DIRECTIONS FOR THIS TASK —
What is needed is the exact text of each line in the listing below from the one with "Target: flagpole" up to and including the one with "Target: rope fence line", and no pictures.

THE DATA —
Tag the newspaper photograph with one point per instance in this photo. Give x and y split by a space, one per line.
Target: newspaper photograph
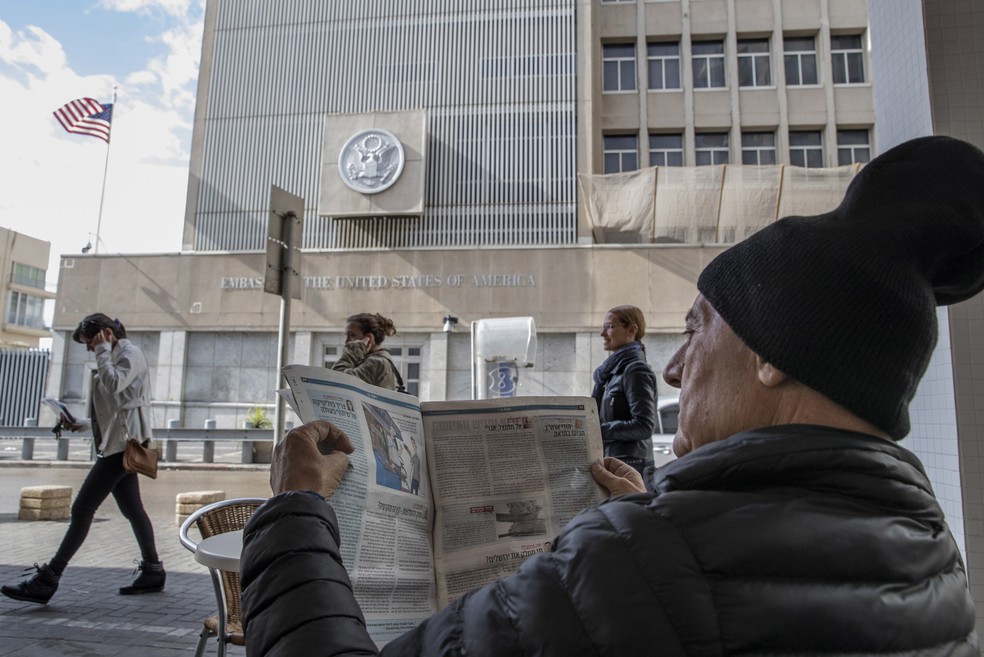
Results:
383 503
444 497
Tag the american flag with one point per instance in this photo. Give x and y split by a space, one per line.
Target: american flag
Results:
86 116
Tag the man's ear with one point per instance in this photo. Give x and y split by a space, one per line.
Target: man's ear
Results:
768 374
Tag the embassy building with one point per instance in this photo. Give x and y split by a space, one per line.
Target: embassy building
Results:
524 158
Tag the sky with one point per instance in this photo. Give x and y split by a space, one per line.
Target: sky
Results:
52 181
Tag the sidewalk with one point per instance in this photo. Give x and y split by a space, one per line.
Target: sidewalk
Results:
87 616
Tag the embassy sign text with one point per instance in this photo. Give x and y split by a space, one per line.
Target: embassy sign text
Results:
405 282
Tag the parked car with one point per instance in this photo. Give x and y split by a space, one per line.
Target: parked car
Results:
667 411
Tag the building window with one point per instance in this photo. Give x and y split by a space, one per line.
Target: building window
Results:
801 60
618 64
805 149
664 65
25 310
754 63
28 276
404 357
853 146
847 59
666 150
621 153
711 148
708 61
758 148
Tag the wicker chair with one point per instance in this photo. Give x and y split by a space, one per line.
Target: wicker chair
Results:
219 518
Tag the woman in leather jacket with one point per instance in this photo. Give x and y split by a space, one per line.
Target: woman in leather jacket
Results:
625 389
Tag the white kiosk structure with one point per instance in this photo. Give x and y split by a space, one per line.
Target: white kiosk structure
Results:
500 347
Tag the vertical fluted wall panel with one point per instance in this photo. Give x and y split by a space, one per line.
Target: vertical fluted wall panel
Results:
496 78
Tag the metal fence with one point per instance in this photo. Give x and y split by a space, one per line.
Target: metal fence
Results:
23 373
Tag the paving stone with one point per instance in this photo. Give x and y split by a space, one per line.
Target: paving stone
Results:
87 616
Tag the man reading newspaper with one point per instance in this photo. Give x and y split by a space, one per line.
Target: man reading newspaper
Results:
793 523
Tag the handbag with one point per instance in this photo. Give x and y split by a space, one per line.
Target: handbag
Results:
140 457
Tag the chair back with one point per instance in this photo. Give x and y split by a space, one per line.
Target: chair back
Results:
219 518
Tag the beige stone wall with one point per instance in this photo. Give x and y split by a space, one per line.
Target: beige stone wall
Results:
563 289
22 249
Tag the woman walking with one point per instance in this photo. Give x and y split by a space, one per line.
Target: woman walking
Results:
120 409
364 355
625 389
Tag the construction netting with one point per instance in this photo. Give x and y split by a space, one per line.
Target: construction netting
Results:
705 205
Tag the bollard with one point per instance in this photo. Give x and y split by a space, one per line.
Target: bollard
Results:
27 447
171 448
208 447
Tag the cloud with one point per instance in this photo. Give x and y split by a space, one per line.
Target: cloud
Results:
53 180
176 8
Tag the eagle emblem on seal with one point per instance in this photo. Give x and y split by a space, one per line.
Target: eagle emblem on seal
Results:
371 161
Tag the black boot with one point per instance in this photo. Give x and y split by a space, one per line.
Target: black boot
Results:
38 588
150 579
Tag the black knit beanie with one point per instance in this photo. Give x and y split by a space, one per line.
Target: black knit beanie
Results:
845 302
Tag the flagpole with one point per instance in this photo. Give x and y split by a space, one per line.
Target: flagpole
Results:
102 195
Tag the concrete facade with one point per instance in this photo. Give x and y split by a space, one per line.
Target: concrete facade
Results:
23 263
209 329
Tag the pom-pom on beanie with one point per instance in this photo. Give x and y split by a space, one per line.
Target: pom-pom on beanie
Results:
845 302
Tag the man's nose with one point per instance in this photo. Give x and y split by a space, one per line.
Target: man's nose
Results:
673 372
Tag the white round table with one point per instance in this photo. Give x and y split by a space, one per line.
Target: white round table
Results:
221 551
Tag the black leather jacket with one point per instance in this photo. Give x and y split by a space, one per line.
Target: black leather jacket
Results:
626 399
790 540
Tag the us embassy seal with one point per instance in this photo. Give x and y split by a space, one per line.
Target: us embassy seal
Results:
371 161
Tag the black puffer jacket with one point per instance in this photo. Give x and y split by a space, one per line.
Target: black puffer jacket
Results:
787 540
625 389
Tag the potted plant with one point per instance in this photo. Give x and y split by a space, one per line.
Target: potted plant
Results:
257 418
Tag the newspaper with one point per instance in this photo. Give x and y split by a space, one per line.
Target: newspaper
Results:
444 497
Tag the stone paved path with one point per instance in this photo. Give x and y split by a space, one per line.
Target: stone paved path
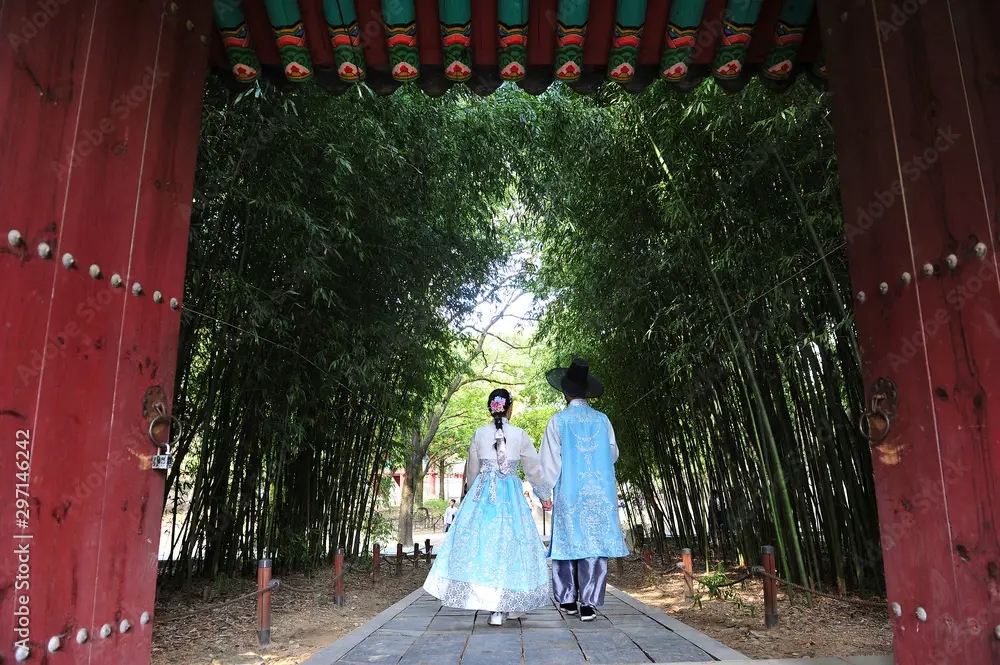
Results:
419 631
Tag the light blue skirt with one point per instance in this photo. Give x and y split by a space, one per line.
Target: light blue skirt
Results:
492 558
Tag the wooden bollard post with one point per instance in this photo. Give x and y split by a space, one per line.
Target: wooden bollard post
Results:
770 588
264 602
689 568
338 570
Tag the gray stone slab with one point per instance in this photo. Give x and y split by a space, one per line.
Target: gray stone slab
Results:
664 646
597 624
382 646
451 623
548 655
483 619
344 645
493 648
407 624
617 611
637 621
609 647
430 649
713 648
542 624
542 636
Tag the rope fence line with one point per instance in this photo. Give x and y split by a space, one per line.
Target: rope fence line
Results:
759 570
273 585
748 575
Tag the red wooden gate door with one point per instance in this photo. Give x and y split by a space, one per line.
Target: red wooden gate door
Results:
915 98
99 121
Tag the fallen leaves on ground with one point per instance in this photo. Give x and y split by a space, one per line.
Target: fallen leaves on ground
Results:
304 618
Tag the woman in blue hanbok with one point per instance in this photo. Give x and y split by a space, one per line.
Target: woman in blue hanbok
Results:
492 558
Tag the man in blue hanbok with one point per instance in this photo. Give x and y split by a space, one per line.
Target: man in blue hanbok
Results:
578 457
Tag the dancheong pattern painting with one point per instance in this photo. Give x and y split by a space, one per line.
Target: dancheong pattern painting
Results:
436 44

EXPECTED OUTPUT —
Target: flagpole
Results:
102 195
Tag the concrete facade with one point per instance in this photo. Give x and y split by a space, one per line.
Target: concrete facade
Results:
23 263
209 329
Tag the pom-pom on beanie with one point per instance in this photo. Give x and y split by a space, one per line.
Target: pom-pom on beanie
Results:
845 302
Tag the man's nose with one point per instance in this photo. Give x and y split by a space, one per line.
Target: man's nose
Results:
673 372
Tag the white round table with one point per instance in this photo. Give x and y split by a space, one per line.
Target: white round table
Results:
221 551
Tag the black leather jacket with one point per instance in this photo. Give x and y split by a space, one per line.
Target: black leather jacket
Results:
626 399
790 540
Tag the us embassy seal with one point per instance in this photo. Give x and y split by a space, one per line.
Target: us embassy seal
Results:
371 161
Tag the black puffer jacket with one point per instance in this photo. Give x and y split by a space, one per line.
Target: black puffer jacket
Results:
787 540
625 389
Tag the potted plant with one point per instance in this photo. Give x and y split by a space, one per line.
Target: potted plant
Results:
257 418
Tag the newspaper with one point per instance in this photo. Give x and y split by a space, one per line.
Target: newspaper
Results:
444 497
Tag the stone paved path with one point per instance in this photo. Give x and y split by a space, one per line.
Target: stone paved path
Results:
419 631
Tag the light blue skirt with one point per instance in this photo. Give x and y split by a space, one per line.
Target: light blue skirt
Results:
492 558
Tag the wooden bollard post with one point per instance in this photo. Give x and y split by a space, one per line.
Target: wooden bollard post
Results:
770 588
264 602
689 568
338 570
Tag the gray stone slab with one point per instance in this photo. Give x and y split by a space, one per line.
Target: gray stone slab
Results:
664 646
597 624
382 646
451 623
548 655
483 619
344 645
493 648
407 624
617 611
637 621
609 647
430 649
713 648
542 624
542 636
Tag the rope fence line with one point per instance in this photo. Give x and y split by a space, one per line.
Target: rope fence line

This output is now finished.